* _The task_:
Which lines in the listing below contain the word "green"? List each one, and treat uppercase and lowercase as different.

* _Available records_:
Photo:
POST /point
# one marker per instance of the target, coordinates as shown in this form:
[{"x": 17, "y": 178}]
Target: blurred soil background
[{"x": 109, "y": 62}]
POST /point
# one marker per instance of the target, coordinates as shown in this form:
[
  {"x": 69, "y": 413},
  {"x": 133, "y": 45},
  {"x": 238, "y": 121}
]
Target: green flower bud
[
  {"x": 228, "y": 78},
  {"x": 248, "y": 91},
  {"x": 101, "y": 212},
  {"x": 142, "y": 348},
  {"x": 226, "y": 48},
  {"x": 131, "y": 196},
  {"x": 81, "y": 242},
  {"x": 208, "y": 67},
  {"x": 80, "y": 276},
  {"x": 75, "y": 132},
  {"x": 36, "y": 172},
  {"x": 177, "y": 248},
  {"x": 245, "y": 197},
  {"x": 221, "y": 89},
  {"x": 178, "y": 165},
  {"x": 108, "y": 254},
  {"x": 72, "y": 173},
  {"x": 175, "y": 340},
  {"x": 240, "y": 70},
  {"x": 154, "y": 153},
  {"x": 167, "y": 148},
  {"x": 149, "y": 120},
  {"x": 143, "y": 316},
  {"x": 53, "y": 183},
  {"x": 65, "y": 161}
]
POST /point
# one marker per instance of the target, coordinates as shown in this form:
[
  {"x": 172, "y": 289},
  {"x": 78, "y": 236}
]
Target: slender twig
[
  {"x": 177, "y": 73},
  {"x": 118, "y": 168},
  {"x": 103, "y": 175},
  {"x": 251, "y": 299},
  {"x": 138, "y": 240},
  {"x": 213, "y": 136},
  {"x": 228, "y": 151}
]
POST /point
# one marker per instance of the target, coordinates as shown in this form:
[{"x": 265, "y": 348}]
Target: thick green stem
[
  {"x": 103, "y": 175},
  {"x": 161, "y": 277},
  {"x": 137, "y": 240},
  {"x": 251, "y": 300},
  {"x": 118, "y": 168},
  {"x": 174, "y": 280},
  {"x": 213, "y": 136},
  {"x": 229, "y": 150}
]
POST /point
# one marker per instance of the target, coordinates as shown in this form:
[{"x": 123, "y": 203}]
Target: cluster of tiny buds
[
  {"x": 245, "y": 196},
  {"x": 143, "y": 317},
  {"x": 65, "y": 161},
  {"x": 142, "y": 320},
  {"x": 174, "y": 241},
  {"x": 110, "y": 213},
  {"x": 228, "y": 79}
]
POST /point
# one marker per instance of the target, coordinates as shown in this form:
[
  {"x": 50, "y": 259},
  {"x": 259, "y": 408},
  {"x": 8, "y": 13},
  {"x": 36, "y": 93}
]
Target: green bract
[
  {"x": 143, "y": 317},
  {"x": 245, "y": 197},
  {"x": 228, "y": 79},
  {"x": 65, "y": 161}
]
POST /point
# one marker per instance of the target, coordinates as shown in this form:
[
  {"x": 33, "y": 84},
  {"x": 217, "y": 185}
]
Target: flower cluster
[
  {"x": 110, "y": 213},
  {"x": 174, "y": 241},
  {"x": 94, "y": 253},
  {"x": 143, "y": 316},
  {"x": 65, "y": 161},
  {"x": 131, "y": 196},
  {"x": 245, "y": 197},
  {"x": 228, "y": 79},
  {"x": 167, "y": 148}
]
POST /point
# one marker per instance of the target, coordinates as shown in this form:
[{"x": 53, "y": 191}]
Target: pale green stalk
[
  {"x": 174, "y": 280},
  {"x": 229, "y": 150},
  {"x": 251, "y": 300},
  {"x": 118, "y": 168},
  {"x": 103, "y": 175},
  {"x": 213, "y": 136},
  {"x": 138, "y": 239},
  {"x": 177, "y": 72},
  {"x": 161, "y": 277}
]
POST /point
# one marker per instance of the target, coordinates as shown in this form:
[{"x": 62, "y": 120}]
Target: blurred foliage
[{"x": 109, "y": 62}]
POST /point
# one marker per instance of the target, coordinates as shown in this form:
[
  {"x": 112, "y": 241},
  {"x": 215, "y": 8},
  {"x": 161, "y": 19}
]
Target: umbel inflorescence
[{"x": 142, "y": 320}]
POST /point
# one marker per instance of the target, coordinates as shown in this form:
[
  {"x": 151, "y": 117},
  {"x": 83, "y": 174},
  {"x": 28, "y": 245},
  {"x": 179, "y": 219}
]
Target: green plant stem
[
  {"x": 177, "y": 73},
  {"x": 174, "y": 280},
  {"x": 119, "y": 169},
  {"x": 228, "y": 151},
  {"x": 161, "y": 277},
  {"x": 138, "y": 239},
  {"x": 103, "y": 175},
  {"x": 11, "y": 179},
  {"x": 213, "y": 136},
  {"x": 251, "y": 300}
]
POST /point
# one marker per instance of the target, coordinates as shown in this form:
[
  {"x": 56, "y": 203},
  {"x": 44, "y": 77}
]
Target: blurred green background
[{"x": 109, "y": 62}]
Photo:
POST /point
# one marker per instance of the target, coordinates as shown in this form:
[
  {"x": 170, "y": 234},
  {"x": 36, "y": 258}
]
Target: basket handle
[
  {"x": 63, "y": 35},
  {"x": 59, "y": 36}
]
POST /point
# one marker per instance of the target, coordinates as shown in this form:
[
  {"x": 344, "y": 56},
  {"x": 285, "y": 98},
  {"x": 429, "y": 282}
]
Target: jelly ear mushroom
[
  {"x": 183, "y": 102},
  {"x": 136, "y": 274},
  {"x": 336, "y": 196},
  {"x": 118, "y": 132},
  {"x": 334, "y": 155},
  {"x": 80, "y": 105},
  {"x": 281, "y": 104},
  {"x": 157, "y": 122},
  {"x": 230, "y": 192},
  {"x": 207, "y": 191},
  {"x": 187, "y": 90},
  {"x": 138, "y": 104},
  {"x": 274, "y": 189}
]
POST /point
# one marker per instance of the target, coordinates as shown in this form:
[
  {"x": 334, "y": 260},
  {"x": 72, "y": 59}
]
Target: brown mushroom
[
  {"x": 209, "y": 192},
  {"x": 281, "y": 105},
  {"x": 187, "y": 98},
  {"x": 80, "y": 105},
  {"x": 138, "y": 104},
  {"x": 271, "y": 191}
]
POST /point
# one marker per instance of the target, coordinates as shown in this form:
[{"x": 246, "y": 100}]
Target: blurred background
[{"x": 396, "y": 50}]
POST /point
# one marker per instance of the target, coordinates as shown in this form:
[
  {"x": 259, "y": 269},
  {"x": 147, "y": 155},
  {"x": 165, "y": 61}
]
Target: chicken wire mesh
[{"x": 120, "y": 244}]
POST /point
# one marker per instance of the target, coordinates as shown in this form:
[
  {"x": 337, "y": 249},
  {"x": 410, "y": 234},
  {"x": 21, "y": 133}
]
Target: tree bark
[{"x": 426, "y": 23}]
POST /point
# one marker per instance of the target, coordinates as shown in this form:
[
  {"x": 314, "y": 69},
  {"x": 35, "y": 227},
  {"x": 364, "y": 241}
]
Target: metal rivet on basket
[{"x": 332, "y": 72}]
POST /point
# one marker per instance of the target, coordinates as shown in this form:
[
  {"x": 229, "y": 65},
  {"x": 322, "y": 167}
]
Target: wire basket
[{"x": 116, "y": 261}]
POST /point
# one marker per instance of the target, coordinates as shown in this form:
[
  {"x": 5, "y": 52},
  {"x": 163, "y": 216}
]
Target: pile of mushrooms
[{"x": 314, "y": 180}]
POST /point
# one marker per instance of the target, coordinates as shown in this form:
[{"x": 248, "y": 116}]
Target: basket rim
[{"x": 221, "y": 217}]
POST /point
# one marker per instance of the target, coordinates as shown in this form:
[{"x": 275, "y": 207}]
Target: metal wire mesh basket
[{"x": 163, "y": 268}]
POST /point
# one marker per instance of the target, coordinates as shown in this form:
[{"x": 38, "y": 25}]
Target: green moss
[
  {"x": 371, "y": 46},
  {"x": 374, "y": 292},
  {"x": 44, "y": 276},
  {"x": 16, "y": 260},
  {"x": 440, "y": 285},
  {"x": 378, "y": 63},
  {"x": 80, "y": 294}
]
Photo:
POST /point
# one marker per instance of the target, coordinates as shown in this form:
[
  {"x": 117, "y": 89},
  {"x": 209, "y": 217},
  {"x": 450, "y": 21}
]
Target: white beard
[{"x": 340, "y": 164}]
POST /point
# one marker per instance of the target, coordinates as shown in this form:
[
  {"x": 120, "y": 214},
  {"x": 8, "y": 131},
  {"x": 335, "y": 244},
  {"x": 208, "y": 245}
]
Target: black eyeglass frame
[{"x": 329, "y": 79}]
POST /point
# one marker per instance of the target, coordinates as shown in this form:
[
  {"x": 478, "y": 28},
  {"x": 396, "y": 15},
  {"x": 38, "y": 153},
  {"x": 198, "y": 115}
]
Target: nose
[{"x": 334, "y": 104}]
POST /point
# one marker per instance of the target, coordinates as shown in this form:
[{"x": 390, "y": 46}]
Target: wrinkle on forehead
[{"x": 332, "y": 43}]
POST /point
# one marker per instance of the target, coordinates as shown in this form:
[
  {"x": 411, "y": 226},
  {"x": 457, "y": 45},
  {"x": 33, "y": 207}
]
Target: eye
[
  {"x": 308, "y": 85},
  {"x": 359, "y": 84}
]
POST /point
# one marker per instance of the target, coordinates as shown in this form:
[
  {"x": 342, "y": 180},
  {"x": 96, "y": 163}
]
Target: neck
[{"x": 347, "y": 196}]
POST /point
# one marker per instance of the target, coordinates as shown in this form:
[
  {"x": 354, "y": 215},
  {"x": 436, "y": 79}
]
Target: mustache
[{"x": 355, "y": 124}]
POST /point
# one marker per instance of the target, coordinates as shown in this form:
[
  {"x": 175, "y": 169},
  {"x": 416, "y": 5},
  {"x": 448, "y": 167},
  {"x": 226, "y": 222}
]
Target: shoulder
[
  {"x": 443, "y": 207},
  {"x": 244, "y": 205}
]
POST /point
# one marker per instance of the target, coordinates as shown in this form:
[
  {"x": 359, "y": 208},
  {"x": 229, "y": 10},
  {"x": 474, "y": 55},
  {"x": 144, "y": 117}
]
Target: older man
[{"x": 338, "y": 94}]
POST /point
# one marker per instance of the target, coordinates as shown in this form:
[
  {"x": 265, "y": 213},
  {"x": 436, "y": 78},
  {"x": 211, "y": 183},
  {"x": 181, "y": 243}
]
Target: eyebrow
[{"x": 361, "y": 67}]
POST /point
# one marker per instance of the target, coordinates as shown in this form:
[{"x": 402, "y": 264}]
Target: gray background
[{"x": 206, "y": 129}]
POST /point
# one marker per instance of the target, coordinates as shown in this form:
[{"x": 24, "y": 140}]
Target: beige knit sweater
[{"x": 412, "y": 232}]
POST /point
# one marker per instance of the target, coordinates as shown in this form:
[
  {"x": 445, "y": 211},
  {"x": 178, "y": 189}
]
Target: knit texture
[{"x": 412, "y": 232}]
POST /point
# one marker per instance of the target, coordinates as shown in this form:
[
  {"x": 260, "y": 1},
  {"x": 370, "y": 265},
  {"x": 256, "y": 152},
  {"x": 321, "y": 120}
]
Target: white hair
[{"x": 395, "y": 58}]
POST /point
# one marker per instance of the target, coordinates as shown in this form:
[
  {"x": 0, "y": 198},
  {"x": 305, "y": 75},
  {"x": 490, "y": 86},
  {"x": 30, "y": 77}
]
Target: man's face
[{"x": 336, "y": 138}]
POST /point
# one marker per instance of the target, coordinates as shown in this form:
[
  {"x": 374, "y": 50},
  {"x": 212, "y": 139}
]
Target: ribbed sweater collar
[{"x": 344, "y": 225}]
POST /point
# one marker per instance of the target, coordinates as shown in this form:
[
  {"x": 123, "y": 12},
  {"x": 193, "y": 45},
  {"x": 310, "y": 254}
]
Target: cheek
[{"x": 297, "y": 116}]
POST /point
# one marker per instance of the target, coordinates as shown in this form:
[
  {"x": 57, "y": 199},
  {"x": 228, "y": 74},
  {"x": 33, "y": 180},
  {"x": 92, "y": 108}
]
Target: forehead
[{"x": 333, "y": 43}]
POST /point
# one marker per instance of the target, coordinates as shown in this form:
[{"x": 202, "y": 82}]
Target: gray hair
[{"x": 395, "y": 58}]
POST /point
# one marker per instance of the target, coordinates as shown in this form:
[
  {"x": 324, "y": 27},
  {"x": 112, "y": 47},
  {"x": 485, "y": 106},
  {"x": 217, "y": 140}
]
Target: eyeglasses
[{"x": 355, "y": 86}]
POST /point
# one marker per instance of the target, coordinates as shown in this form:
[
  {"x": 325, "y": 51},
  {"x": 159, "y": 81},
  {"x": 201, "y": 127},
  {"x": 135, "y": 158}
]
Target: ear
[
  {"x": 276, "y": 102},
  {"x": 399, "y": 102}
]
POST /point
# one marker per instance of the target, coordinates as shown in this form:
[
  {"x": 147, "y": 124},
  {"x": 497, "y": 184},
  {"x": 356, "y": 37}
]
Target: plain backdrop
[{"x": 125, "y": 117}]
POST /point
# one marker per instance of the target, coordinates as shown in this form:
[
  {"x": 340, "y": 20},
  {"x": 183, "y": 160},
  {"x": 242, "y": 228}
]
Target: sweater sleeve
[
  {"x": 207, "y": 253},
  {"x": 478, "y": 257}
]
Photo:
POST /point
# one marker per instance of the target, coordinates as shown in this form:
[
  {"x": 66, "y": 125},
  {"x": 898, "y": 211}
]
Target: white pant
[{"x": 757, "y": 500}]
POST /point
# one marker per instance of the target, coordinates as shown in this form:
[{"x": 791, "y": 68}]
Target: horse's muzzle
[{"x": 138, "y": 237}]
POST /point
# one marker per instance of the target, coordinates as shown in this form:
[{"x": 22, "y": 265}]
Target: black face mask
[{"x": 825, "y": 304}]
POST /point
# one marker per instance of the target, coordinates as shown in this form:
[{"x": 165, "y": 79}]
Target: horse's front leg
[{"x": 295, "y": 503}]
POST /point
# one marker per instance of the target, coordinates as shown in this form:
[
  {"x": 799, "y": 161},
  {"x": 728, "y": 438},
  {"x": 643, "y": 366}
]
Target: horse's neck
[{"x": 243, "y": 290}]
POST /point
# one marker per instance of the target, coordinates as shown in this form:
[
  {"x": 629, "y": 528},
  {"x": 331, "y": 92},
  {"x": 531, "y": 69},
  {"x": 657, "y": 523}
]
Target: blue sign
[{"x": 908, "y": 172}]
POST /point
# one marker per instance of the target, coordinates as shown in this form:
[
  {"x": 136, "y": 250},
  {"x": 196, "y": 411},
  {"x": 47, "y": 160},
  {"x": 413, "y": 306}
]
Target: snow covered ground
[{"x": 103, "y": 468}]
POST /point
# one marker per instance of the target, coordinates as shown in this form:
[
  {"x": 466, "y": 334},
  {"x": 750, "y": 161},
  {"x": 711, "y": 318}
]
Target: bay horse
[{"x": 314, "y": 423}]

* _Completed task_:
Target: green flower bud
Target: thick green stem
Target: green bract
Target: pale green stalk
Target: green plant stem
Target: blurred green background
Target: green moss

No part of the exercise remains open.